### What needs to be done
Rescale the data below, from its start through the line with "[697,166,722,236]", both ends included. Reproduce every line, instructions included, with each bounding box coordinate multiplied by 2.6 and rounded to a whole number, halves rounded up.

### Data provided
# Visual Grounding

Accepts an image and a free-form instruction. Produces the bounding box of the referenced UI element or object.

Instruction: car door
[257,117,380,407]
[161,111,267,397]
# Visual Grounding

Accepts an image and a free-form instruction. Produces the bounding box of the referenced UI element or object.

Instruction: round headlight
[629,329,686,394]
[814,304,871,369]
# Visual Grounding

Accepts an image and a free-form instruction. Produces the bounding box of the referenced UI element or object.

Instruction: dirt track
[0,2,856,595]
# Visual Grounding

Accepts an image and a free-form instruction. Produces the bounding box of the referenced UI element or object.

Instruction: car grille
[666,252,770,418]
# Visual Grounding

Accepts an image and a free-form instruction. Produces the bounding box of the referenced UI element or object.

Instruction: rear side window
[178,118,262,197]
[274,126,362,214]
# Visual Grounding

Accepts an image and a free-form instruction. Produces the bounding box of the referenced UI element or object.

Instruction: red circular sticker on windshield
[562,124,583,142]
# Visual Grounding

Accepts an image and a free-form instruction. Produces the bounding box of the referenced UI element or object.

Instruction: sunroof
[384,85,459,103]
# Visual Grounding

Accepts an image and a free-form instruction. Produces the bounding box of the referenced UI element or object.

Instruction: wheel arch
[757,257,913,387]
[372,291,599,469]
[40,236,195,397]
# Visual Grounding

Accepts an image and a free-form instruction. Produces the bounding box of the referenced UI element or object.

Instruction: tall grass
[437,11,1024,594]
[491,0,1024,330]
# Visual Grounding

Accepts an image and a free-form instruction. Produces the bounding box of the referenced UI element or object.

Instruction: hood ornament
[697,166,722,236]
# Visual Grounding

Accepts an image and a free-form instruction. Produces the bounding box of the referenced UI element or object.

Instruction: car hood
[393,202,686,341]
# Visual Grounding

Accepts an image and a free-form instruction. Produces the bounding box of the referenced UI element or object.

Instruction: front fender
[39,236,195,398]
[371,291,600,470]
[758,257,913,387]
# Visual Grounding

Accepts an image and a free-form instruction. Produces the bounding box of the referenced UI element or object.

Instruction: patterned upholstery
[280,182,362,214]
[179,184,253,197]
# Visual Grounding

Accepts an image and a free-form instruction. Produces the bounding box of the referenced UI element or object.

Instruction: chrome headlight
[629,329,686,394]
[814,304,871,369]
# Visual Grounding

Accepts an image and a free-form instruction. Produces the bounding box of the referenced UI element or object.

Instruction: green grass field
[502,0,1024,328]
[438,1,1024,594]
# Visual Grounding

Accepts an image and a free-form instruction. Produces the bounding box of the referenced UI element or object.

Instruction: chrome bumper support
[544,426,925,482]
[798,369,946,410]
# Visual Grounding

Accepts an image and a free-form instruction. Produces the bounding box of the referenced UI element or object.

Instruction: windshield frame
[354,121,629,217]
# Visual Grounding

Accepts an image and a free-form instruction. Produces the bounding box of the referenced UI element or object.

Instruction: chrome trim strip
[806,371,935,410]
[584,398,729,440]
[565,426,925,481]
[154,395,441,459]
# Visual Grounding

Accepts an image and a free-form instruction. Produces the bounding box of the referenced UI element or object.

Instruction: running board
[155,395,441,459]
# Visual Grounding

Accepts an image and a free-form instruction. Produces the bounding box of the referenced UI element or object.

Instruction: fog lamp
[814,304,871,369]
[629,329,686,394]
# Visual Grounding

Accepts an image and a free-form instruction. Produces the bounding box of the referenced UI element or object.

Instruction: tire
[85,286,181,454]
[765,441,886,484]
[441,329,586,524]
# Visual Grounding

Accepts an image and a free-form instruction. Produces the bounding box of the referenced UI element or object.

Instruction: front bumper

### Result of this exercise
# Visual Grounding

Accepts an image and a free-form instruction. Produces the bounding box of the referenced UI element or object.

Instruction: car door
[668,304,988,1058]
[419,289,694,1032]
# Visual Grounding

Accepts an image and a free-form instruction. Produces the bounding box of the referenced UI element or object.

Instruction: round headlight
[1635,855,1784,1024]
[2116,790,2265,959]
# Visual Grounding

Accepts an image and a free-form instruction. Produces the bounding box of the referenced UI element or object.

Instruction: dirt track
[0,5,2226,1547]
# Visual Grounding

Accepts an image and a free-form instruction. Produces the bounding box of the referenced UI element or object.

Instruction: car grille
[1732,655,2002,1087]
# Visual Grounding

Accepts an image and a free-form instruction. Produces the bounding box of the referenced UI element or object.

Instruction: rear side window
[463,307,681,512]
[712,328,941,556]
# Visual Grounding

Accepts an image and a free-form instruction. Produces the bounding box of the referenced UI element or object.

Instruction: red circular sticker on windshield
[1461,322,1516,369]
# Visual Grounding

Accepts an image and a free-form instruction. Produces the bounding box of the referenced UI element or object.

Instruction: sunroof
[998,221,1193,268]
# Visual Grounding

Accepts an image and a free-form instruction. Produces the bounding box of the referenced UI element or object.

Instruction: wheel arch
[1968,668,2374,1006]
[967,757,1557,1219]
[104,614,507,1032]
# Visual Grounding

Accepts an image and a free-form instruction. Produces the bounding box of the referenced UI element or object.

Instruction: tall grass
[1136,29,2662,1544]
[1277,0,2662,858]
# Visual Grounding

Accepts an image and a free-form instruction. Produces the bounding box of the referenced UI element or object.

Instruction: hood ornament
[1812,432,1877,614]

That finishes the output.